- Excerpt provided:
[Start of section]
The Big Tooter
High atop Mount Oread, in the picturesque city of Lawrence, Kansas, stands a whistle—a whistle with quite a history composed of tradition, controversy, and headache that started about a hundred years ago. The whistle is known as the “Big Tooter.”
March 25, 1912, 9:50 a.m.: a deafening shrill begins. For five earsplitting seconds the power plant steam whistle at the University of Kansas sounds. The sound is so loud it can be heard from one side of the city to the other. It’s the first time the whistle is used to signal the end of each hour of class time.
According to the student newspaper The Daily Kansan, the whistle was not only used to replace the untimely and inconsistent ringing of bells with a standard schedule of marked time, but was also used to remind professors to end their lectures immediately. Prior to the whistle, too often professors would keep students past the 55 minutes of class time, causing them to be late for their next class. With the new sound system in place, even the chancellor had something to say.
“If the instructor isn’t through when the whistle blows,” said KU Chancellor Frank Strong to the student body, “get up and go.”
The Big Tooter Today
For the past 100 years, the Big Tooter has been the deafening reminder to faculty and students about punctuality and when to cover their ears. I can say I, too, was one of those students who would purposely alter my walk to class to avoid that sound at its loudest range. But despite the fact that the steam whistle was excruciatingly loud, it served its purpose as an audio alert. It was so unique that it was never misunderstood, and is so reliable that it is always trusted.
The Importance of Audition
From the preceding example we see that people can benefit from specific sounds that are associated with contextual meaning. Using audition in the mobile space can take advan- tage of this very important concept, for the following reasons:
- Our mobile devices may be placed and used anywhere. In these constantly chang- ing environmental contexts, users are surrounded by external stimuli which are constantly fighting for their attention.
[End of section]
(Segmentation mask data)
[Start of section]
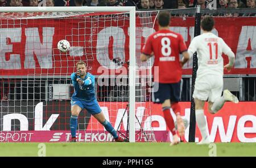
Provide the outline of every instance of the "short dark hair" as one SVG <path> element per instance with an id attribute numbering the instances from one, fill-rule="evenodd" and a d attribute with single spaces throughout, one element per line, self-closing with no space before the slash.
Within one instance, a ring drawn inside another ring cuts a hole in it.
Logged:
<path id="1" fill-rule="evenodd" d="M 85 67 L 86 67 L 86 64 L 85 63 L 85 62 L 84 62 L 82 61 L 80 61 L 77 62 L 77 63 L 76 63 L 76 67 L 77 67 L 77 66 L 78 66 L 79 64 L 84 64 L 84 66 L 85 66 Z"/>
<path id="2" fill-rule="evenodd" d="M 213 29 L 214 25 L 214 20 L 212 16 L 206 16 L 201 21 L 201 27 L 204 31 L 209 32 Z"/>
<path id="3" fill-rule="evenodd" d="M 168 11 L 160 12 L 158 15 L 158 24 L 161 27 L 167 27 L 170 24 L 171 15 Z"/>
[End of section]
- Tasks to complete:
- A) In the piece about the Big Tooter, how many seconds did the whistle sound on March 25, 1912?
- B) Copy the passage from the piece about the Big Tooter, beginning at the words "The Importance of" and stopping after "for their attention.".
- C) Continue the piece about the Big Tooter and the importance of audition from the point where it stops.

- Solved tasks:
- A) Five seconds.

- B)
The Importance of Audition
From the preceding example we see that people can benefit from specific sounds that are associated with contextual meaning. Using audition in the mobile space can take advan- tage of this very important concept, for the following reasons:
- Our mobile devices may be placed and used anywhere. In these constantly chang- ing environmental contexts, users are surrounded by external stimuli which are constantly fighting for their attention.

- C)
- The device may be out of our field of view or range of vision, but not our auditory sensitivity levels.
- Using audition together with other sensory cues can help to reinforce and strengthen users’ understanding of the interactive context.
- The user may have impaired vision—either due to a physiological deficit or from transient environmental or behavioral conditions—thus requiring additional auditory feedback to assist him in his needs.
- The user may require auditory cues to refocus his attention on something needing immediate action.
Audible sounds and notifications have become so commonplace today that we have learned to understand their meaning and quickly decide whether we need to attend to them in a particular context.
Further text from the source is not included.